▸ TASK:
Beneath this task is a listing; retype all of it exactly.

★ ★ ★ ★

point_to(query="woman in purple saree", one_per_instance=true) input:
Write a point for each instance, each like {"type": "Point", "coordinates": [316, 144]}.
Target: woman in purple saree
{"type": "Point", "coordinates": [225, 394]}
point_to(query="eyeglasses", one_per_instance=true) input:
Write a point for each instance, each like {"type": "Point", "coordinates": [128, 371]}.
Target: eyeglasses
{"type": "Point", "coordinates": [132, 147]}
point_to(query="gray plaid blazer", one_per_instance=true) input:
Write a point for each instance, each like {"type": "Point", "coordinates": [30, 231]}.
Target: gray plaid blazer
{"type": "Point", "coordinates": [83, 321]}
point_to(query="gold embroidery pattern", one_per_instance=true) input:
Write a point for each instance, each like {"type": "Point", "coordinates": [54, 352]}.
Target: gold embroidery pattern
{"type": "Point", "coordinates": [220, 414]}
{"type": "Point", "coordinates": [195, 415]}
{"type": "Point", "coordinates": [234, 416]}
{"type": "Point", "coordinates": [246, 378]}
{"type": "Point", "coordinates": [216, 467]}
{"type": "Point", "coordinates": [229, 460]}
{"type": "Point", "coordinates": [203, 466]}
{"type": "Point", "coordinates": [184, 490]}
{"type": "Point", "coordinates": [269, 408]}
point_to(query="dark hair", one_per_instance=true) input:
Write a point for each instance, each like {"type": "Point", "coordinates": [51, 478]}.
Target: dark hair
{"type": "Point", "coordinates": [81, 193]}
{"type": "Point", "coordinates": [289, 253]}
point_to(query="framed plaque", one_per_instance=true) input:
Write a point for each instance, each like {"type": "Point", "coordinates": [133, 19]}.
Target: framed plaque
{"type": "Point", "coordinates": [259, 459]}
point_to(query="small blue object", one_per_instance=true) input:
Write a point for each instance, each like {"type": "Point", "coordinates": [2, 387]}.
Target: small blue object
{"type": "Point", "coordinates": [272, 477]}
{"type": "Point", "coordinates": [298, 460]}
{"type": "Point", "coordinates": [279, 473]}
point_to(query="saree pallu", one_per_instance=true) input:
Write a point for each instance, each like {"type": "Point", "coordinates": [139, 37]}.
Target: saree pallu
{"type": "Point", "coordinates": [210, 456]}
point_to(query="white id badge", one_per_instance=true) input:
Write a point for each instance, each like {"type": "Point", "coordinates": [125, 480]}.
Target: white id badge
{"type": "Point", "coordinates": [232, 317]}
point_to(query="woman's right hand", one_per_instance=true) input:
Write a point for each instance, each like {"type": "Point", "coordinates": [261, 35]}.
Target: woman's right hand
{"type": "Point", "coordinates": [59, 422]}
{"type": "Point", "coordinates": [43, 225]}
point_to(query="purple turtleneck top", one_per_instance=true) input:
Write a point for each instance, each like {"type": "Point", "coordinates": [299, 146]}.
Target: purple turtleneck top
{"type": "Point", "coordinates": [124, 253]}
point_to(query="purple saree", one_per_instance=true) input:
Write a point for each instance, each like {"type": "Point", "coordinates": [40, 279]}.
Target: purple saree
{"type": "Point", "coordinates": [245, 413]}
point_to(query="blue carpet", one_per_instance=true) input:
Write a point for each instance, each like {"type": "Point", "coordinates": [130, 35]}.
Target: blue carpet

★ ★ ★ ★

▸ TASK SOLUTION:
point_to(query="woman in purple saree", one_per_instance=true) input:
Write a point for each instance, each like {"type": "Point", "coordinates": [316, 144]}.
Target: woman in purple saree
{"type": "Point", "coordinates": [225, 394]}
point_to(query="eyeglasses", one_per_instance=true) input:
Write a point for each instance, each like {"type": "Point", "coordinates": [128, 371]}.
Target: eyeglasses
{"type": "Point", "coordinates": [132, 147]}
point_to(query="gray plaid blazer", one_per_instance=true) input:
Write a point for each instance, each like {"type": "Point", "coordinates": [30, 231]}.
Target: gray plaid blazer
{"type": "Point", "coordinates": [83, 321]}
point_to(query="gold embroidery pattern", one_per_instance=true) input:
Write a point for each instance, each like {"type": "Point", "coordinates": [54, 352]}.
Target: gold embroidery pattern
{"type": "Point", "coordinates": [220, 414]}
{"type": "Point", "coordinates": [195, 415]}
{"type": "Point", "coordinates": [234, 416]}
{"type": "Point", "coordinates": [246, 378]}
{"type": "Point", "coordinates": [216, 467]}
{"type": "Point", "coordinates": [229, 460]}
{"type": "Point", "coordinates": [203, 466]}
{"type": "Point", "coordinates": [184, 490]}
{"type": "Point", "coordinates": [269, 408]}
point_to(query="dark hair", one_per_instance=true) input:
Write a point for each instance, each like {"type": "Point", "coordinates": [51, 478]}.
Target: dark hair
{"type": "Point", "coordinates": [81, 193]}
{"type": "Point", "coordinates": [289, 253]}
point_to(query="framed plaque", one_per_instance=true) input:
Write a point for each instance, each like {"type": "Point", "coordinates": [133, 19]}.
Target: framed plaque
{"type": "Point", "coordinates": [259, 459]}
point_to(query="small blue object", one_per_instance=true) input:
Write a point for each instance, each like {"type": "Point", "coordinates": [2, 387]}.
Target: small blue object
{"type": "Point", "coordinates": [272, 477]}
{"type": "Point", "coordinates": [298, 460]}
{"type": "Point", "coordinates": [279, 473]}
point_to(query="saree pallu", one_per_instance=true) input:
Write a point for each instance, each like {"type": "Point", "coordinates": [139, 37]}.
Target: saree pallu
{"type": "Point", "coordinates": [210, 456]}
point_to(query="white id badge", one_per_instance=true) input:
Write a point for each instance, each like {"type": "Point", "coordinates": [125, 480]}.
Target: white id badge
{"type": "Point", "coordinates": [232, 317]}
point_to(query="woman's right hand", one_per_instance=true) input:
Write a point for each instance, each like {"type": "Point", "coordinates": [261, 35]}.
Target: woman's right hand
{"type": "Point", "coordinates": [59, 422]}
{"type": "Point", "coordinates": [43, 225]}
point_to(query="purple turtleneck top", one_per_instance=true) input:
Write a point for each instance, each like {"type": "Point", "coordinates": [299, 146]}.
Target: purple turtleneck top
{"type": "Point", "coordinates": [124, 253]}
point_to(query="purple saree", one_per_instance=true) input:
Write a point for each instance, each like {"type": "Point", "coordinates": [40, 279]}.
Target: purple saree
{"type": "Point", "coordinates": [245, 413]}
point_to(query="blue carpet", one_per_instance=true) input:
Write a point for each instance, each like {"type": "Point", "coordinates": [130, 35]}.
Target: blue carpet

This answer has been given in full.